• [练习说明] 能用两句话概括这篇论坛帖子吗?

• [阅读节选]
有试过模型并行的朋友吗?
XiaoqingNLP opened this issue · comments
- 目前发现mp-size > 1 时,损失下降到10左右开始稳定;mp == 1,损失能稳定下降到5;
- 使用glm下面的finetune-sst2 脚本执行有如下问题,这个当时咱们有测试过吗?
- 这里加载的glm模型是不是不能直接用GLM中云盘提供的模型?[已尝试加载,assert 显示embedding weight 未初始化等问题]
../aten/src/ATen/native/cuda/Indexing.cu:703: indexSelectLargeIndex: block: [40,0,0], thread: [75,0,0] Assertion
srcIndex < srcSelectDimSize
failed.
- 请问您是在什么模型下实验的,用的什么数据集?
- 这个是在哪一步报错的,可以提供更完整的报错信息吗?
- 不能。可以看SwissArmyTransformer/resources/urls.py这个文件里面的路径下载或者使用AutoModel.from_pretrained
@yzy-thu 谢谢你的回答
- 这个是我基于咱们的框架开发的一个模型,数据是一个通用的新闻单语数据,目前mp=1 能正常收敛,所以我想排查一下mp=2是为什么不收敛,所以想试一下官方提供的例子能不能正常收敛,才有后面几个问题:
- 错误是我想跑一下finetune-sst2 验证一下模型并行是否正常,错误位置如下:
File "~/anaconda3/envs/sat/lib/python3.9/site-packages/torch/nn/modules/module.py", line 1110, in _call_impl
return forward_call(*input, **kwargs)
File "~/anaconda3/envs/sat/lib/python3.9/site-packages/SwissArmyTransformer/model/transformer.py", line 330, in forward
return HOOKS_DEFAULT['layer_forward'](self, hidden_states, mask, *args, **kw_args)

• [资料摘录]

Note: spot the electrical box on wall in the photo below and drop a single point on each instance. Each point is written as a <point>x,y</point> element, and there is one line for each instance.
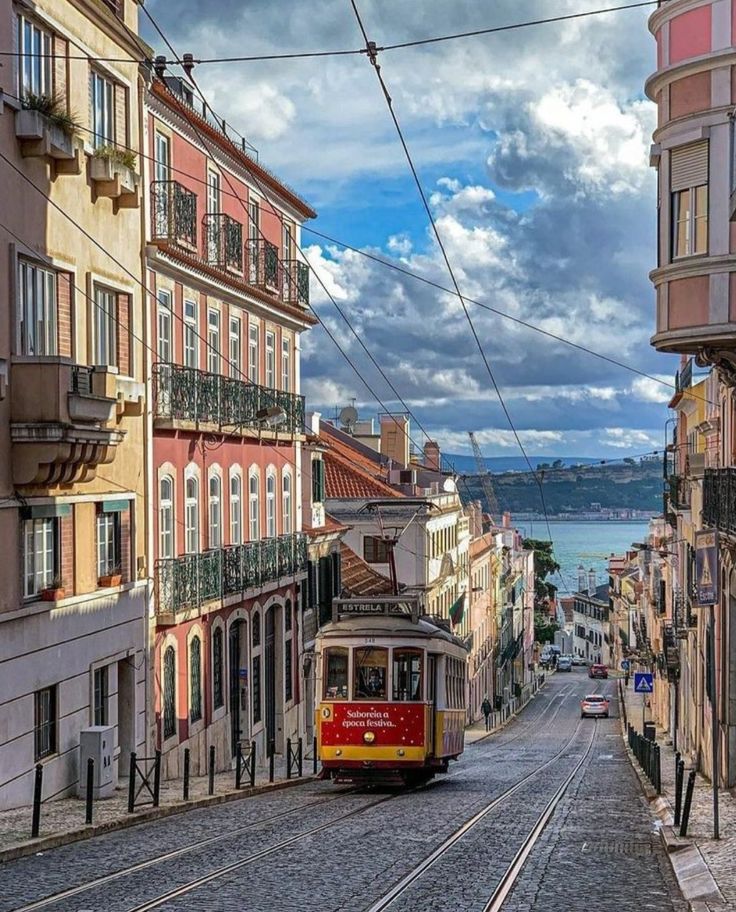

• [参考答案] 发帖者反映,mp-size 大于 1 时损失降到 10 左右就趋于稳定，而 mp 为 1 时能稳定降到 5。发帖者还询问了运行 finetune-sst2 脚本出错的问题，以及能否直接加载 GLM 云盘提供的模型，回复者表示不能，可按 SwissArmyTransformer/resources/urls.py 中的路径下载或使用 AutoModel.from_pretrained;发帖者随后说明，自己是在基于该框架开发的模型和通用新闻单语数据上实验，想借 finetune-sst2 验证模型并行是否正常。